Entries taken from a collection
+++
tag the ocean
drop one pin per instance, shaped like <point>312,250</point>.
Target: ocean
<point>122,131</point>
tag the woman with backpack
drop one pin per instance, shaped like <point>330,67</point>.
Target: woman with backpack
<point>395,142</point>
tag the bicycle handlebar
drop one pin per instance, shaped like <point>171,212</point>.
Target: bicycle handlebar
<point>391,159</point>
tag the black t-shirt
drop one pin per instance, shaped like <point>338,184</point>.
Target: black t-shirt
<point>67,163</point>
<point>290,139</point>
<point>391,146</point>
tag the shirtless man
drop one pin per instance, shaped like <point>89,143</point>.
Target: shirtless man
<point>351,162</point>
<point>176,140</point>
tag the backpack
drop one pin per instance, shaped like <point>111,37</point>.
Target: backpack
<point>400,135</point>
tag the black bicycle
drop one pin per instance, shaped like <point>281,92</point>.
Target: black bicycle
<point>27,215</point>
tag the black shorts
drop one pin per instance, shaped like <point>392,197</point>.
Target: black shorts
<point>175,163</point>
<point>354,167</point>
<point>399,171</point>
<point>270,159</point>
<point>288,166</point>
+++
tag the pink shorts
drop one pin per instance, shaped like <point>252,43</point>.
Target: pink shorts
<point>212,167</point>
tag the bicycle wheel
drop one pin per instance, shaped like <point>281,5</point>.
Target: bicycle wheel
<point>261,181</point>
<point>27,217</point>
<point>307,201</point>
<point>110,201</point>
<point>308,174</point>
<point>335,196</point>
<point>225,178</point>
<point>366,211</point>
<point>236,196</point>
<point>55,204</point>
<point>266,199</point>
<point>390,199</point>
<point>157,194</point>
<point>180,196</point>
+++
Using the entries above, give again exactly the lines from the line holding "drop one pin per instance, shaped like <point>312,250</point>." through the line holding "drop one pin per instance, shaped like <point>338,184</point>.". Include both end lines and nothing else.

drop one pin per instance, shaped like <point>312,250</point>.
Target: ocean
<point>122,131</point>
tag the woman with backpack
drop one pin per instance, shaped like <point>330,67</point>.
Target: woman with backpack
<point>395,142</point>
tag the bicycle handlebar
drop one pin per instance, shaped like <point>171,212</point>.
Target: bicycle handlebar
<point>391,159</point>
tag the black t-shirt
drop one pin per instance, shaped like <point>338,184</point>.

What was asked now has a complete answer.